Textauszug
--- --- ---

Die KfW-Bank passt den Zinssatz des Studienkredits alle sechs Monate an den europäischen Referenzzinssatz Euribor an. Die Begründung: Der KfW-Studienkredit sei kein klassischer Förderkredit, die KfW-Bank müsse ihn ohne Haushaltsmittel des Bundes bereitstellen. Zudem müssten Studierende keine Sicherheiten hinterlegen. „Die KfW muss daher über den Zinssatz die Kosten für die ordnungsgemäße Abwicklung des Kredits sowie zur Übernahme der Ausfallrisiken decken“, heißt es auf der Internetseite der KfW.
Immer mehr Studierende geraten durch die hohen Zinsen in finanzielle Nöte – so auch Vanessa D. Nach ihrem dreijährigen Bachelorstudium hatte sie mehr als 25.000 Euro Schulden durch den Studienkredit angehäuft, die sie nun zurückzahlt.
Der KfW-Kredit muss – anders als das Bafög – verzinst werde
Zwar ist der KfW-Studienkredit für viele aufgrund seiner Konditionen attraktiv, dennoch ist er nicht einfach zu durchschauen: Wer ihn beantragt, legt eine Summe fest, die über einen bestimmten Zeitraum jeden Monat ausgezahlt wird. Anders als etwa beim Bafög fallen während der Auszahlungsphase Zinsen an. Diese werden direkt abgezogen, sodass sich der monatliche Auszahlungsbetrag mit der Zeit verringert. Nach dem Studium muss die beantragte Summe inklusive Zinsen zurückgezahlt werden.
Als Vanessa D. den Kredit aufnahm, vereinbarte sie einen Zinssatz von unter drei Prozent, der auf zehn Jahre festgesetzt war. „Dieser Festzins ist inzwischen ausgelaufen. Jetzt habe ich einen flexiblen Zinssatz, der gerade bei 6,08 Prozent liegt“, erklärt sie. Von 150 Euro, die sie derzeit pro Monat zurückzahlt, seien rund zwei Drittel Zinsen, erklärt sie. Obwohl sie sich seit mehreren Jahren in der Tilgungsphase befindet, belaufen sich Vanessa D.s Schulden noch immer auf mehr als 20.000 Euro. „Und das ist nur die Kreditsumme, die ausstehenden Zinsen sind da noch nicht mit einberechnet.“
Inzwischen promoviert Vanessa D., ihre Stelle ist – wie so oft in der Wissenschaft – nur zu 65 Prozent bezahlt. „Ich lebe schon recht studentisch“, sagt die 30-Jährige, „viel mehr einsparen kann ich nicht, Rücklagen bilden schon gar nicht“. So wie ihr dürfte es vielen gehen. Etwa 263.000 Menschen sind aktuell in einer aktiven Kreditphase des KfW-Studienkredits, 170.000 davon in der Rückzahlung. Auch in Köln sind viele Studierende betroffen: Auf einen Aufruf auf unseren Social-Media-Kanälen erreichten uns zahlreiche Rückmeldungen. Wie viele es in Köln genau sind, ist unklar. Eine entsprechende Anfrage unserer Redaktion ließ die KfW-Bank bis Redaktionsschluss unbeantwortet.

--- --- ---

Punktplatzierungsdaten:
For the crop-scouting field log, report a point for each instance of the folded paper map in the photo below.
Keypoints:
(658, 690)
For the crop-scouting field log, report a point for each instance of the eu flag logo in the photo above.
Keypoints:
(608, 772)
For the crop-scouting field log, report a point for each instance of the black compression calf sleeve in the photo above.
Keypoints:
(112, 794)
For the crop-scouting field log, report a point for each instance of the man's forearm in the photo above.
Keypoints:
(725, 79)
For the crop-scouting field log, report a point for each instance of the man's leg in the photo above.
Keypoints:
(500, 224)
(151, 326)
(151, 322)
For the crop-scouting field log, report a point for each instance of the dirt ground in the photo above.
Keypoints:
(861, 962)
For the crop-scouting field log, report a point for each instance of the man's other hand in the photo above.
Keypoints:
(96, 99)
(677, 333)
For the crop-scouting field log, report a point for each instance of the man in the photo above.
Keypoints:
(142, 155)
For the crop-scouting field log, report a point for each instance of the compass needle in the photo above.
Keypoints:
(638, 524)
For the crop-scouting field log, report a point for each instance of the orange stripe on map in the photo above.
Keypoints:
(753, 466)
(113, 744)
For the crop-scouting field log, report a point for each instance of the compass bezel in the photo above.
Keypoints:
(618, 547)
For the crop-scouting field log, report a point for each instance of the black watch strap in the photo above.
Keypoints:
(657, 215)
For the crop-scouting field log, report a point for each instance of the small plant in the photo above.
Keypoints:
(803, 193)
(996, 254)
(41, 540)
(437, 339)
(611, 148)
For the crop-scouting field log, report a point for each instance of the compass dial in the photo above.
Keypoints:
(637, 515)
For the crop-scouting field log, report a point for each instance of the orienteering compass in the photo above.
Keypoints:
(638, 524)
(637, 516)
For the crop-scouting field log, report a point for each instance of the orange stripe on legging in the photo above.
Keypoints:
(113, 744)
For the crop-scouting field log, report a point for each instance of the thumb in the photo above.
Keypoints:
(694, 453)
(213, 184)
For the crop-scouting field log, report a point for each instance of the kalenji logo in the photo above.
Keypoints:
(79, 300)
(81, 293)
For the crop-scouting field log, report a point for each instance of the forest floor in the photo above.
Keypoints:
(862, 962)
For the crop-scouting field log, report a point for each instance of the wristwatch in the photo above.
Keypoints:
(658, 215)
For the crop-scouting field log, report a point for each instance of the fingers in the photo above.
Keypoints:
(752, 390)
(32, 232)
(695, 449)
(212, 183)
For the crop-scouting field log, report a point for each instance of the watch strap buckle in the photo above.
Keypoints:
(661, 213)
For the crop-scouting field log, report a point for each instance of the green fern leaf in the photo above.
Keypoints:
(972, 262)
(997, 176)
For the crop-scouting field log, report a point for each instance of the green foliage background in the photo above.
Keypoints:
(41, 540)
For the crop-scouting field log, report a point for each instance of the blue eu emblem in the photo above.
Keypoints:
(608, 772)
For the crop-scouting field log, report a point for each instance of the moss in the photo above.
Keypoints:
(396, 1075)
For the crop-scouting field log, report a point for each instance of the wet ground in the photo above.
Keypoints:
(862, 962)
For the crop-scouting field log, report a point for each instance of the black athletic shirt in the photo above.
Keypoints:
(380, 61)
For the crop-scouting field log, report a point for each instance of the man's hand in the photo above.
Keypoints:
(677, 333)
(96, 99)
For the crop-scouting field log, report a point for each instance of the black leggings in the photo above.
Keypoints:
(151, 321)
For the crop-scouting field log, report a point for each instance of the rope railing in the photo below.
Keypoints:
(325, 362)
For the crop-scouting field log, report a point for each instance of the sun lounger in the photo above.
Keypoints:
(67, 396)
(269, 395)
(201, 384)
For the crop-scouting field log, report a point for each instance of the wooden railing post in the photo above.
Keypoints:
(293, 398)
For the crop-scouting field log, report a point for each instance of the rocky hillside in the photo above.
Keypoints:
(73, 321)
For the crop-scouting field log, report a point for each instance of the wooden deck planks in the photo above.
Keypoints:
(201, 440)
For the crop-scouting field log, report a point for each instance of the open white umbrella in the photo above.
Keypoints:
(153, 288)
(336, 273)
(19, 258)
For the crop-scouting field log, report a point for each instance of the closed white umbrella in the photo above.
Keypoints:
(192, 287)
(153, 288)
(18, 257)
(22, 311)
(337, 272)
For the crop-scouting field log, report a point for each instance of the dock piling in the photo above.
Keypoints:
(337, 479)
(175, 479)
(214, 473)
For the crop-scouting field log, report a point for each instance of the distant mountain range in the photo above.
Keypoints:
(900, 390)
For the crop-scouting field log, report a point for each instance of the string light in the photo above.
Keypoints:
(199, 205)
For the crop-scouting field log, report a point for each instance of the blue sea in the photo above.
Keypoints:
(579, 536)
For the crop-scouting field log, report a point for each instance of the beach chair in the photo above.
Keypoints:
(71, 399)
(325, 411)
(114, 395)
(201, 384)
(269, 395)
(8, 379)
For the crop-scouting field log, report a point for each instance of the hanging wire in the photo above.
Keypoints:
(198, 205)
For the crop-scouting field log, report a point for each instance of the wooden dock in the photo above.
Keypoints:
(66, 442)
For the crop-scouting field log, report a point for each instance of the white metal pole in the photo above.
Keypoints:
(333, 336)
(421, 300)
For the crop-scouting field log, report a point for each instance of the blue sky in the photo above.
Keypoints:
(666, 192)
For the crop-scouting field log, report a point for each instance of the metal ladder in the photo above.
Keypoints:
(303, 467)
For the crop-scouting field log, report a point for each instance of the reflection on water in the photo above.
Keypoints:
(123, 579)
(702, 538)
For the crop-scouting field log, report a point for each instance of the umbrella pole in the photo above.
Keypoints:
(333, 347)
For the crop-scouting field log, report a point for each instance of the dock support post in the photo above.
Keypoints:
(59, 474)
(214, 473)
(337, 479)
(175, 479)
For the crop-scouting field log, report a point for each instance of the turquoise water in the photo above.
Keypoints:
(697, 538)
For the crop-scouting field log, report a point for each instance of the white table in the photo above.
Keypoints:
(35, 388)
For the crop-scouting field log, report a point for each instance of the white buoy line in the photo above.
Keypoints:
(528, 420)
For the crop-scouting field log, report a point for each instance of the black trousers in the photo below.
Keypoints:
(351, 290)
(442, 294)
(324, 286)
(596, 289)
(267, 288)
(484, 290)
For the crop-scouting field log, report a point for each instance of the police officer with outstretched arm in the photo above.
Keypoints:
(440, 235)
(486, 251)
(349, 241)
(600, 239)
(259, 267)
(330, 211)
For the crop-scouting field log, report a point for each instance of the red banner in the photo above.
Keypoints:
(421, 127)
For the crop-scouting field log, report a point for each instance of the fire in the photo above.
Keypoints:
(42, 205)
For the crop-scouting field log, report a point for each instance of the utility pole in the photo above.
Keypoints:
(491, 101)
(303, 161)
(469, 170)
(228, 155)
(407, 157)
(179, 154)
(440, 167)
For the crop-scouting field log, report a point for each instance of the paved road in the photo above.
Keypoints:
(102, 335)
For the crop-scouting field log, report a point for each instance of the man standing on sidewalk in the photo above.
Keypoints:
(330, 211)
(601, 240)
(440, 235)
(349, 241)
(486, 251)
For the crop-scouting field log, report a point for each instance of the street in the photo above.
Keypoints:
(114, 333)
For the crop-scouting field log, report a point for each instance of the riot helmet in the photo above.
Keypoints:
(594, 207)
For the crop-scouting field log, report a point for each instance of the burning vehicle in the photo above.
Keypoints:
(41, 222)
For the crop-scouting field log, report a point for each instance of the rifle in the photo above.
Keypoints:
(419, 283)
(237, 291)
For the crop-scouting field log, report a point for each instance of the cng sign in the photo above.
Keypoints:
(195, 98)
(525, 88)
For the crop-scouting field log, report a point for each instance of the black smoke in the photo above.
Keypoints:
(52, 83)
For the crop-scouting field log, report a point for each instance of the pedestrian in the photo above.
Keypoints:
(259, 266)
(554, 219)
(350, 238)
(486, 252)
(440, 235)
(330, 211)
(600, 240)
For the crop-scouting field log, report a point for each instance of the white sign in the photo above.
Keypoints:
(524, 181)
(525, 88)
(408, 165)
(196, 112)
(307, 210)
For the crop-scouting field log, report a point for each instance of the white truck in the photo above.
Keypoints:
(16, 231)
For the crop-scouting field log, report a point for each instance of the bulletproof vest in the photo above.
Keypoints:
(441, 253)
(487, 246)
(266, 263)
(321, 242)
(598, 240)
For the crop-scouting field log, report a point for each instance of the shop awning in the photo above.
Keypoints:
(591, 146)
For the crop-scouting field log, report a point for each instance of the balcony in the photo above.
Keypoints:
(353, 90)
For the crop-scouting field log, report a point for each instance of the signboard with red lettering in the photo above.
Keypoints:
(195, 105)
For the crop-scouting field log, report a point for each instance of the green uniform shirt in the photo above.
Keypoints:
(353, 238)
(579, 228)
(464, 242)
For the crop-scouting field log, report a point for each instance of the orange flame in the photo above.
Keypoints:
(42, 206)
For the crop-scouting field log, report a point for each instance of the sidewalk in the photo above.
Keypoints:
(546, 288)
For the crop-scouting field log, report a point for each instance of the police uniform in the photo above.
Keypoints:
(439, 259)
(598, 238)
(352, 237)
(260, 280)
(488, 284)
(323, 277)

--- --- ---

Aufgabenstellung
Gib den Textauszug von „Immer mehr Studierende“ bis „sie nun zurückzahlt.“ erneut aus und ändere dabei „dreijährigen“ in „vierjährigen“.

Ausgabe
Immer mehr Studierende geraten durch die hohen Zinsen in finanzielle Nöte – so auch Vanessa D. Nach ihrem vierjährigen Bachelorstudium hatte sie mehr als 25.000 Euro Schulden durch den Studienkredit angehäuft, die sie nun zurückzahlt.